[Exercise instructions]:
a. List every animal that the camera trap account says the camera caught at Monkwood Field.
b. According to the camera trap account, on what dates in April was the camera trap watching the Quarry Field badger sett?
c. Extend the camera trap account, picking up after its final sentence.

>> begin Extract

Later on in the season I decided to see where the fox may have been coming from, and returned to Monkwood Field. I chose to set my camera trap in the corner of the field on a tree trunk within the hedge, looking at the animal tracks that run through it. I did not know what results I would get, but after nearly a week (8th-13th May), my camera actually did quite well, despite not pinpointing where the fox may have been coming from. I caught sight of the fox a few times, and got some nice photos of a territorial male bullfinch and territorial male blackbird.

Quarry Field Badger Sett

For the last 3 years running, I returned my camera trap to my highly successful site at the active Quarry Field badger sett. Each year I have set my camera up on a fence post in an open space within a hedge lying directly above the sett, pointing in one of 2 directions. Previously, it has been a great site to capture the resident badger family and the other animals sharing the sett, in particular fox families. Last year, in this way, I got to watch the antics of 2 fox cubs living in the sett.

For a week during April (16th-23rd), my camera trap watched this site. During this time, rabbits were a common sight every day, day and night, along with a busy badger every night. So far there was no sign of any foxes at the sett, as in past years.

>> end Extract
>> begin Stored rows

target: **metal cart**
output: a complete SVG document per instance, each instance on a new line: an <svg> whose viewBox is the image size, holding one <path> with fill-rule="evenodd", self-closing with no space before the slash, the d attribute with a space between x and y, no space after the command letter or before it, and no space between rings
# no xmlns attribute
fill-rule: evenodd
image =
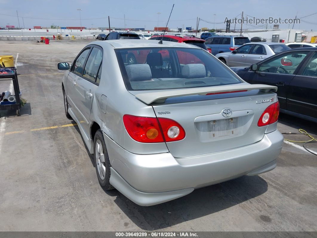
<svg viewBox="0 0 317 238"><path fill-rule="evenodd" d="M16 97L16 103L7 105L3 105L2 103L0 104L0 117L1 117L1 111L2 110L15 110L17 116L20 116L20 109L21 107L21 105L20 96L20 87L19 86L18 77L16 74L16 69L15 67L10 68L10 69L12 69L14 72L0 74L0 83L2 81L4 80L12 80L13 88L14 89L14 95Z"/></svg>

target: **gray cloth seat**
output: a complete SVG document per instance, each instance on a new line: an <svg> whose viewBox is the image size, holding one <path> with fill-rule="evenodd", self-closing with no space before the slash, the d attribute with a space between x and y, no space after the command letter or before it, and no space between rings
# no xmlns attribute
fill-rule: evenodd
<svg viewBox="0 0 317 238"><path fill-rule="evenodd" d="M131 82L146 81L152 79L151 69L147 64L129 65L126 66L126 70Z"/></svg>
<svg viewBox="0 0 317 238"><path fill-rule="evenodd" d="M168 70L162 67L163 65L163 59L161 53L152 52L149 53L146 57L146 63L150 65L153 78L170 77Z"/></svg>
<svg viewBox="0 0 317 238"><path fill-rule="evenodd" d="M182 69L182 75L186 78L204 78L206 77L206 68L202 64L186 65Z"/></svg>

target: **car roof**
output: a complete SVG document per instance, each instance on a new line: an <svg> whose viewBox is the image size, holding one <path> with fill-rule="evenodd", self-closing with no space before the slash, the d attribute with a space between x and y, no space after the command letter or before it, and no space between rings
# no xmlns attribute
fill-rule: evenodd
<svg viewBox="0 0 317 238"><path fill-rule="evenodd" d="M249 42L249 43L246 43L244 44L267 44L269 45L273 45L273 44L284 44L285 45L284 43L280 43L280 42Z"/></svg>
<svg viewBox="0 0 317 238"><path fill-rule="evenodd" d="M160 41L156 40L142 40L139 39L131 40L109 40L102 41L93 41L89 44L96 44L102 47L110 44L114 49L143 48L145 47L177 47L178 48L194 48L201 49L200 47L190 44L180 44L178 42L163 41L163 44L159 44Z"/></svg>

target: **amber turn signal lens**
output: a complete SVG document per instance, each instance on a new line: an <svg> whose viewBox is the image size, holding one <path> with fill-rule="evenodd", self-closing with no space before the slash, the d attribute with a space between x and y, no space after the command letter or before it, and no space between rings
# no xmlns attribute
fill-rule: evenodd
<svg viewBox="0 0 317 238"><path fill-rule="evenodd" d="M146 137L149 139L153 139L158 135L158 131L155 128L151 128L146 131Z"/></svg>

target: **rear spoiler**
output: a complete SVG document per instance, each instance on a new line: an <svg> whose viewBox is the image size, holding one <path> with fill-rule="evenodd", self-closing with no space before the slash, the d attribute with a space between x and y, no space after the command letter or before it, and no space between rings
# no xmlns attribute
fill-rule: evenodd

>> end Stored rows

[Task-by-task results]:
a. The fox, a territorial male bullfinch and a territorial male blackbird.

b. From the 16th to the 23rd of April.

c.
As this site still seemed to be a productive one, I returned to the sett with my camera trap for a second round once some time had passed. For 2 weeks (6th-20th June), my camera was very busy, capturing rabbits, male and female roe deer, a territorial male blackbird, and at least one fox passing through. The best photos though came in the form of the sett’s resident badgers, and two small editions. An active family, it was amazing to watch the cubs and adults feeding, grooming and playing each day.

Gill Hill Copse

This copse has been another of my regular camera trapping sites over the past 3 years. At this site, I tend to set my camera up on a tree, as with this year where I set it watching an animal track passing through the copse.

This year, over 6 days (23rd-29th April), my camera was not particularly busy, but did capture one of the many male pheasants in the area, as well as a fox passing through.

Dorset County Council Wood

The small piece of wood close to my home is another site that I have used over the last 3 years, situated next to this year’s new Little Wood site. This year, I first visited the wood at the beginning of May, setting up my camera on a tree to face an animal track coming off a quiet road into the wood. After a week (2nd-8th May), my camera had caught photos of a one off woodpigeon and a regular badger.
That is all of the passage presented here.